The Need

Most plant biotechnology laboratories utilize Agrobacterium for production of transgenic plants, and most of the transgenic plants that are in farmer's fields today were generated using Agrobacterium-mediated transformation. Although production of transgenic crop plants is now routine and is often automated, improvements in the efficiency of transgenic plant production are still needed for both basic research in crop improvement and in the production of commercial transgenic plants. The standard protocol for production of transgenic plants involves the inoculation of specific target plant tissue with Agrobacterium, co-culture of the bacteria with the plant tissue for 2-3 days, washing of the plant tissue to remove the bacteria, and finally culture of the plant tissue on a medium containing antibiotics to remove or kill the residual Agrobacterium. This standard protocol is inefficient because the high inoculation ratio/low cultivation time may result in overgrowth of bacteria, tissue death, and difficulty in eliminating the bacteria. Therefore, a method for producing transgenic plants using low inoculum levels of Agrobacterium might help to reduce or eliminate problems associated with bacterial overgrowth and the resultant damage to the target tissue.

* [MATERIAL SHOWN]:
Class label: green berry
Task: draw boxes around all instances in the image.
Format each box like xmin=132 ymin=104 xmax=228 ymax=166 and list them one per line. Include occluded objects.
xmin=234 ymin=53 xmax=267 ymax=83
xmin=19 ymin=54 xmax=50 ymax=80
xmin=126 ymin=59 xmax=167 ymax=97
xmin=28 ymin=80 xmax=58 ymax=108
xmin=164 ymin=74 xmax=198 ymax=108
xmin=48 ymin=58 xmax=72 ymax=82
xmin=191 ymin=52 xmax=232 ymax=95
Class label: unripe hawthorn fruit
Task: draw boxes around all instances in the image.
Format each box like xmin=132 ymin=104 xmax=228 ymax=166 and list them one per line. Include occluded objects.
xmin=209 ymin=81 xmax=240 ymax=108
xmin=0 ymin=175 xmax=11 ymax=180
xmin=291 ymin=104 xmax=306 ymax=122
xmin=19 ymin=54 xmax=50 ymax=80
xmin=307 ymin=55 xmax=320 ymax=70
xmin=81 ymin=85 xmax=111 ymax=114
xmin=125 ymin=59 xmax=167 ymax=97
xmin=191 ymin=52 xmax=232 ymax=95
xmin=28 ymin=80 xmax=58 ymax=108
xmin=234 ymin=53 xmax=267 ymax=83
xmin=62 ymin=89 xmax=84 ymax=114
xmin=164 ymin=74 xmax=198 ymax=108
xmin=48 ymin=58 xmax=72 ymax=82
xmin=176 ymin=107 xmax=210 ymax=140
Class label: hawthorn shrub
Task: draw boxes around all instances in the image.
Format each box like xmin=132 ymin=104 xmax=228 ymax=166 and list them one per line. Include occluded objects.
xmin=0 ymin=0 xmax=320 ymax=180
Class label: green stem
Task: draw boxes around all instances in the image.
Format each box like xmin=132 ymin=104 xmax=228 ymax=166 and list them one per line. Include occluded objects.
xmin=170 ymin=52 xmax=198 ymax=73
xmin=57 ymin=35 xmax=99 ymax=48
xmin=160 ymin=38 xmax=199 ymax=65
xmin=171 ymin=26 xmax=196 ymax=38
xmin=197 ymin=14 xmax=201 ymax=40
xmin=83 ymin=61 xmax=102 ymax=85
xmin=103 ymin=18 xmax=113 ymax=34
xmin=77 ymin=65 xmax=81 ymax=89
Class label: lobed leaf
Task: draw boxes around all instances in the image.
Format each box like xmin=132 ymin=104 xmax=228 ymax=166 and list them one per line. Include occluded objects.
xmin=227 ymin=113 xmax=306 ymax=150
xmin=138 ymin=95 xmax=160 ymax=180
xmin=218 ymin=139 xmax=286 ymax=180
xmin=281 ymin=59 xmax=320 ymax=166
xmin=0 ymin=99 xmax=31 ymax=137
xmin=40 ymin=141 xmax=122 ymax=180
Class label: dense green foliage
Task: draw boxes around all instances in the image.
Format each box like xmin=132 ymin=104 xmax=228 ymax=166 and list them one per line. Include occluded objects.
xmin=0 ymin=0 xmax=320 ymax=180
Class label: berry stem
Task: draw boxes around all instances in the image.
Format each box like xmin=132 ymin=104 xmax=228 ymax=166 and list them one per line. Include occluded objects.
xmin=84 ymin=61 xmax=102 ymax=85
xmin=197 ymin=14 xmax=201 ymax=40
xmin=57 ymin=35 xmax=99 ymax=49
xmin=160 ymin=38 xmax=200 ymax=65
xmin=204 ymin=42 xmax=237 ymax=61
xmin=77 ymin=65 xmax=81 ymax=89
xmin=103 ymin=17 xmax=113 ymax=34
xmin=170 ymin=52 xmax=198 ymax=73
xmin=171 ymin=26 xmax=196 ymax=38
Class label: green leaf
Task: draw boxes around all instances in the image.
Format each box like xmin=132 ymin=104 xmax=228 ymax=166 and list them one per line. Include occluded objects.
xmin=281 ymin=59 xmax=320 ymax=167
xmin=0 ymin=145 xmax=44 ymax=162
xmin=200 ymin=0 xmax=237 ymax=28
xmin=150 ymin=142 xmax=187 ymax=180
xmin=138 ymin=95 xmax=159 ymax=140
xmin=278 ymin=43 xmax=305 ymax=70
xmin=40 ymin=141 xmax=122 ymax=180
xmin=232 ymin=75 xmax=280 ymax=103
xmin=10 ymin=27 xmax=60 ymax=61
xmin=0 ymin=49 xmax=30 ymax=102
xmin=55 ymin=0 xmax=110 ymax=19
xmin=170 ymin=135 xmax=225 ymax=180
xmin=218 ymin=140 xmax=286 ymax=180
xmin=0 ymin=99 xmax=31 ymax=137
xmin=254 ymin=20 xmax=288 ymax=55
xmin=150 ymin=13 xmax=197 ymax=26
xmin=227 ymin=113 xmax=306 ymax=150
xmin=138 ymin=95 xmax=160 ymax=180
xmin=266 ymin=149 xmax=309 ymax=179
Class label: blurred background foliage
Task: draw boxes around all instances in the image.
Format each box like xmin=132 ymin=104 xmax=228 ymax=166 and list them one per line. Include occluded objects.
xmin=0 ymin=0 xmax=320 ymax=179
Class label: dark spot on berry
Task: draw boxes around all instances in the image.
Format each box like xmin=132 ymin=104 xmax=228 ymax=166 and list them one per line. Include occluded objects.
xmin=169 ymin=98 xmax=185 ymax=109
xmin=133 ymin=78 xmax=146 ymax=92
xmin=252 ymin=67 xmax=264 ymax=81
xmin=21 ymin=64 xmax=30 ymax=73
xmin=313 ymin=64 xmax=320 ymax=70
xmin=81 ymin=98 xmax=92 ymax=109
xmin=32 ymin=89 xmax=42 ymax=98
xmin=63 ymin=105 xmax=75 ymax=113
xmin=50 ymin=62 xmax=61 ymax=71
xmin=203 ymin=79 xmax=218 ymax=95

* [ASSIGNED TASK]:
Pick up the passage on Agrobacterium-mediated transformation of plants after its last sentence and carry it forward.

* [WRITTEN ANSWER]:
The Technology

Researchers at The Ohio State University, led by Dr. John Finer, have established a protocol to increase transformation rates using low inoculation levels of Agrobacterium with a long co-culture period. This approach, which uses 10-100 bacteria or less per tissue piece (standard is 100,000-1,000,000 bacteria per tissue piece), allows long-term inoculation (1-2 weeks) of the tissue with Agrobacterium, leading to large increases in transformation rates. Since the low inoculum approach allows a long term co-culture period, targets that would either be sensitive to or overtaken by this bacterium can now be used. In addition to inoculation of excised tissue, this improvement may allow seeds, seedlings, plantlets, plants, pollen, flowers, and other target tissues to be used, which was previously not possible or resulted in very low transformation rates.

Commercial Applications

• Agriculture biotechnology
• DNA sequencing and genome editing

Benefits/ Advantages

• Most plant biotechnology laboratories perform plant transformation
• New target tissues may be used that were previously not suitable for transformation
• The improvement could lead to multifold increases in transformation of some plants, a benefit to companies and academic laboratories.